La ciudad que visitábamos era
posterior a aquella destrucción. De la anterior, Marakanda, apenas quedaba
nada, como confirmamos al pasar delante de sus restos: una colina pelada. Había
sido escasamente excavada y en los taludes se apreciaban algunos huecos, como
cuevas artificiales. Algunas estaban tapiadas. Lo más interesante, según la
guía, era el museo Afrosiab, donde se reunían los hallazgos de esas labores
arqueológicas. Lo aconsejaban para entusiastas y nosotros no entrábamos en esa
categoría.
Nos veíamos obligados a recurrir
a fuentes indirectas, como la descripción del escritor Amin Maalouf, en Samarcanda, de aquella mítica ciudad a
la llegada de Omar Jayyam:
Llegó a
la ciudad después de tres semanas de camino y, sin descansar un momento,
decidió seguir al pie de la letra los consejos de los viajeros de los tiempos
pasados. Subid, indican ellos, a la terraza de Kuhandiz, la antigua
ciudadela, pasear ampliamente vuestra mirada y no encontraréis más que agua y
verdor, bancales floridos y cipreses recortados por los más sutiles jardineros,
en forma de bueyes, elefantes, camellos agachados y panteras que se hacen
frente y parecen preparadas para saltar. En efecto, en el interior mismo del
recinto, desde la puerta del monasterio, al oeste, hasta la puerta de China,
Omar no vio más que tupidos vergeles e impetuosos riachuelos. Luego, aquí y
allá, un esbelto minarete de ladrillos, una cúpula cincelada de sombra, la
blancura de la pared de un mirador. Y a la orilla de una charca, cobijada por
los sauces llorones, una bañista desnuda que desplegaba sus cabellos al
ardiente viento.
La ciudad, como Transoxiana,
estaba dominada por la cultura persa que irradiaba por toda Asia central. El
propio poeta era persa, aunque las fronteras de la cultura y de la ciencia no
estaban compartimentadas por los reinos. Los sabios se trasladaban de los
dominios de un soberano a los de otro en donde el nexo común era el islam, que
abarcaba desde la Península Ibérica hasta la India. La fama de Ibn Siná,
conocido por nosotros como Avicena, resonaba en Europa. El místico murciano Ibn
Arabí, autor de las “Meditaciones de La Meca”, y una de sus grandes figuras,
viajó abundantemente por oriente.
Todo aquello se desvaneció con
la llegada de los mongoles, que continuaron con su expansión. El Gran Kan murió
en 1227. Sus herederos fueron tan eficaces en la conquista como su antecesor.
Ellos fueron los que alcanzaron el oeste de Europa. En 1241 atacaron Polonia y
las llanuras de Hungría. Bela IV de Hungría se vio obligado a huir a Dalmacia,
a Trogir, en la actual Croacia. El llamamiento del papa Gregorio IX, prometiendo
indulgencias a quienes combatieran a los mongoles, tuvo poco éxito. Todos temían
las represalias. Si no continuaron con sus campañas en Europa fue por el escaso
interés que despertaba y porque Ogodai murió de forma repentina. Había
conquistado la península de Corea, el Tíbet, Pakistán y el norte de la India. Corría
1241.

◆ ◆ ◆ ◆ ◆ ◆ ◆

* **Requisitos del ejercicio**
Transcriba sin alteraciones, del texto sobre Samarcanda, el fragmento que va desde "La ciudad, como" hasta "abundantemente por oriente.", ambos incluidos.

◆ ◆ ◆ ◆ ◆ ◆ ◆

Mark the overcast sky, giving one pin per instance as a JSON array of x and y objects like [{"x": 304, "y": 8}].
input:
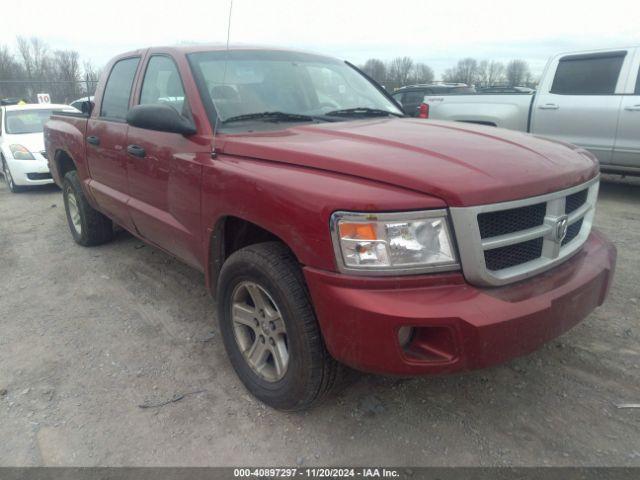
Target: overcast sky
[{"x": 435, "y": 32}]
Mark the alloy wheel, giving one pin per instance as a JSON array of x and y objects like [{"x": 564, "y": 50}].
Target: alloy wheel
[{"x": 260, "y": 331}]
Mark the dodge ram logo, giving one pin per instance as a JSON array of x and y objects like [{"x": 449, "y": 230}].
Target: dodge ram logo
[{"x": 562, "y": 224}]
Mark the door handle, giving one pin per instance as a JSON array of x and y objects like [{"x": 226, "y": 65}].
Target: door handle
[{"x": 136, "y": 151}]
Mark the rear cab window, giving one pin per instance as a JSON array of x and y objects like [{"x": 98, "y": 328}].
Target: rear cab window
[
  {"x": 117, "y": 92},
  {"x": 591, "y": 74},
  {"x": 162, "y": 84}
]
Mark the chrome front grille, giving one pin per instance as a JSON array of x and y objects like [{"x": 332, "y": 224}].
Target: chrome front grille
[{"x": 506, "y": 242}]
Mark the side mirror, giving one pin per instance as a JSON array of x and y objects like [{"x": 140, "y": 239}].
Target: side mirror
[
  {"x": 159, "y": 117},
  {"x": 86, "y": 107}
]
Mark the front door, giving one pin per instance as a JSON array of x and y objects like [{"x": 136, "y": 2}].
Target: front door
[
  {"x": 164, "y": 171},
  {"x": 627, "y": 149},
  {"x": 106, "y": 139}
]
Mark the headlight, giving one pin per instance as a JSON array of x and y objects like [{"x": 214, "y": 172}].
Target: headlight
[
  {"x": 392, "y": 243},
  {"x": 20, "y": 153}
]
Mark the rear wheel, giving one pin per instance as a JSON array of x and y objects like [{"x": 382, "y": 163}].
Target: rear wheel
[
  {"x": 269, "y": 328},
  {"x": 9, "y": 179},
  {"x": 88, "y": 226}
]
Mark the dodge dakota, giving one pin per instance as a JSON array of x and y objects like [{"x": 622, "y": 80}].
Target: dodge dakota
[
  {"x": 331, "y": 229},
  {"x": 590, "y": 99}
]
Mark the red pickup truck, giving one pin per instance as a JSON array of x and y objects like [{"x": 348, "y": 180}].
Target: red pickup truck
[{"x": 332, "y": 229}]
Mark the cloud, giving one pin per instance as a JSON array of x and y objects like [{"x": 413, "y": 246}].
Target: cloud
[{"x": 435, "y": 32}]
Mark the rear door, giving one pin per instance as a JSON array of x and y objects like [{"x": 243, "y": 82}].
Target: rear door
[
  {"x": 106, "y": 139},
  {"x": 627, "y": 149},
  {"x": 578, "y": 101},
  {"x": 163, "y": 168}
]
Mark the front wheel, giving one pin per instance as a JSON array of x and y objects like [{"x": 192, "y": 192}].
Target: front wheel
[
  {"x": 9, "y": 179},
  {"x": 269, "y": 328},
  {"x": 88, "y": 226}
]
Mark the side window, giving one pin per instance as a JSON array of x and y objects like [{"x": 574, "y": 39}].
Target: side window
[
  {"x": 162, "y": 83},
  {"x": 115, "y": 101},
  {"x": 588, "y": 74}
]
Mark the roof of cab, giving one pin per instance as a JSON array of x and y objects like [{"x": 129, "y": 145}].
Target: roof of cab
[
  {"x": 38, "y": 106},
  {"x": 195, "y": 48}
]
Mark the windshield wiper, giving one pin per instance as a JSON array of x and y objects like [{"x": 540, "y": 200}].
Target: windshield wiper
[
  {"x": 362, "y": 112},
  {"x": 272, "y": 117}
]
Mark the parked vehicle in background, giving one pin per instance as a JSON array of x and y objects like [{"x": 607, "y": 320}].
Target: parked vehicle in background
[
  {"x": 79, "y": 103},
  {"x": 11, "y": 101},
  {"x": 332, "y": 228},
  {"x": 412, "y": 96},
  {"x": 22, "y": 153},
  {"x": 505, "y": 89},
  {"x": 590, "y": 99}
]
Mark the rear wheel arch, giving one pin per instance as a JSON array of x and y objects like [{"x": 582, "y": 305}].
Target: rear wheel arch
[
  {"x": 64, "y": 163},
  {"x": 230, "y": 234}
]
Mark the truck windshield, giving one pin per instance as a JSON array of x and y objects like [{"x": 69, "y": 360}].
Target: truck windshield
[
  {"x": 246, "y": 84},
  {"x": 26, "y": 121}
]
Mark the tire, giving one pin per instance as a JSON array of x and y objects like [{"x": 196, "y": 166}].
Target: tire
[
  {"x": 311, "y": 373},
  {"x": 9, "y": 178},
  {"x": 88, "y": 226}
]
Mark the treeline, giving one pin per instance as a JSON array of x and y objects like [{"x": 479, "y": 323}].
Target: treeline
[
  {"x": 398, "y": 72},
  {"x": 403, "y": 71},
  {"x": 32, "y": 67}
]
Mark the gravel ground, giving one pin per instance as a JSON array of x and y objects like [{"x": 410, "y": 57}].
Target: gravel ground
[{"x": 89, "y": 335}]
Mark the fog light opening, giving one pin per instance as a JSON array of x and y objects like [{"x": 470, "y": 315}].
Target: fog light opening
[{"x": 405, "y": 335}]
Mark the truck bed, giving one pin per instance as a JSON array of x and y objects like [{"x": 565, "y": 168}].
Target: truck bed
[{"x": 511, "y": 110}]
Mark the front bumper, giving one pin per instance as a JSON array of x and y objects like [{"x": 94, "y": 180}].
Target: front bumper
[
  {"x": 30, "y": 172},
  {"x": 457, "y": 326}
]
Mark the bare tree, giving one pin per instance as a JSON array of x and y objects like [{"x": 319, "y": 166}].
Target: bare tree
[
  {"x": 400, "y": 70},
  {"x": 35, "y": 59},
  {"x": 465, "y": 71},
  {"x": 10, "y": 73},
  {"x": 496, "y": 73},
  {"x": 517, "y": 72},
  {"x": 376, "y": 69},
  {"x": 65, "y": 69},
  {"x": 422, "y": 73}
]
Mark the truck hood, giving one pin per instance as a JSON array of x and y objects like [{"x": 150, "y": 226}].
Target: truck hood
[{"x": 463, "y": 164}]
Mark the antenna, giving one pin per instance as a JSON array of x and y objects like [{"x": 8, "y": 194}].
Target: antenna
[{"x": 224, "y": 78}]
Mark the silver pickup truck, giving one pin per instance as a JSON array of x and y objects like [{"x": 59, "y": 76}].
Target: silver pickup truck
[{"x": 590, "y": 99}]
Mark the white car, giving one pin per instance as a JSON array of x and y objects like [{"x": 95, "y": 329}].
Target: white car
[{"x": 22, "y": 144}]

◆ ◆ ◆ ◆ ◆ ◆ ◆

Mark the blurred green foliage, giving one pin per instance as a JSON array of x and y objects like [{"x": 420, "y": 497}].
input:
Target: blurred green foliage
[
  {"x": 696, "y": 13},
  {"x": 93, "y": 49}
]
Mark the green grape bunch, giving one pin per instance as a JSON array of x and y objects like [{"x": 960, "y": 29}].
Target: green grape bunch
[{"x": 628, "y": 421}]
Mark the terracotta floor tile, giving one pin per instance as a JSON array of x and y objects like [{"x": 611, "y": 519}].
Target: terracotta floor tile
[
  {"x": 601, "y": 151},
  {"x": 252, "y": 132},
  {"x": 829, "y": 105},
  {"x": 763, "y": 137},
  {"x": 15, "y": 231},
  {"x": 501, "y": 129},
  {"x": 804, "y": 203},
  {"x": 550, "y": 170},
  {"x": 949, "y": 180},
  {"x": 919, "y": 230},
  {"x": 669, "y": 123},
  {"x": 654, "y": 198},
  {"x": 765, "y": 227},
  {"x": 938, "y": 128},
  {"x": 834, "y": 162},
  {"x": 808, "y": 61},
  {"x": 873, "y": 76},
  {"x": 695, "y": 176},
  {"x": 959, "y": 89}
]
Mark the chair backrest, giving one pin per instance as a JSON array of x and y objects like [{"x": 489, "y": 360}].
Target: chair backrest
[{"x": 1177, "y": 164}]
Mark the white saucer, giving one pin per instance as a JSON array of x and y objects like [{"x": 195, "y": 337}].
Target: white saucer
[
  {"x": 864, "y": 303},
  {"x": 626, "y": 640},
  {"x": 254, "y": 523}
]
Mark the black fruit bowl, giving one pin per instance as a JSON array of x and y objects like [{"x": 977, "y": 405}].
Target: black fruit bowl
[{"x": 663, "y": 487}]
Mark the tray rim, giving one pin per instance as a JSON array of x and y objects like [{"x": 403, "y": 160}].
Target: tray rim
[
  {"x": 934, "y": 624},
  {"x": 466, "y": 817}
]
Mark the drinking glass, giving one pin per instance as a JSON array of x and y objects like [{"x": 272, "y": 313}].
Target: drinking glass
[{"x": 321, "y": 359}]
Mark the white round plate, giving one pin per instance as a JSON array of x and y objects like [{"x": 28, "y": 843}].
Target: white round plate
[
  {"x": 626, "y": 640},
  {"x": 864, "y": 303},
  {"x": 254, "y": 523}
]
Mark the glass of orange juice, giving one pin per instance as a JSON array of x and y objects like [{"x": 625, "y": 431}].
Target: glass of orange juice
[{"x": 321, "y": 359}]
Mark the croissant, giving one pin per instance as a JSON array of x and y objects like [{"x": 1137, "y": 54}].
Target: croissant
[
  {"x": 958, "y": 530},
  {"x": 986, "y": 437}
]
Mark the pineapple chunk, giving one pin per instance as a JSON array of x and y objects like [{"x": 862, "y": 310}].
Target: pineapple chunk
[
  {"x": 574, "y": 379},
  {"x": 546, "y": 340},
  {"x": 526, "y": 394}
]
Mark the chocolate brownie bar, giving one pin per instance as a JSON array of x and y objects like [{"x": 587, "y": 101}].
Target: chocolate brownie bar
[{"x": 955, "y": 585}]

◆ ◆ ◆ ◆ ◆ ◆ ◆

* **Respuesta del ejercicio**
La ciudad, como Transoxiana,
estaba dominada por la cultura persa que irradiaba por toda Asia central. El
propio poeta era persa, aunque las fronteras de la cultura y de la ciencia no
estaban compartimentadas por los reinos. Los sabios se trasladaban de los
dominios de un soberano a los de otro en donde el nexo común era el islam, que
abarcaba desde la Península Ibérica hasta la India. La fama de Ibn Siná,
conocido por nosotros como Avicena, resonaba en Europa. El místico murciano Ibn
Arabí, autor de las “Meditaciones de La Meca”, y una de sus grandes figuras,
viajó abundantemente por oriente.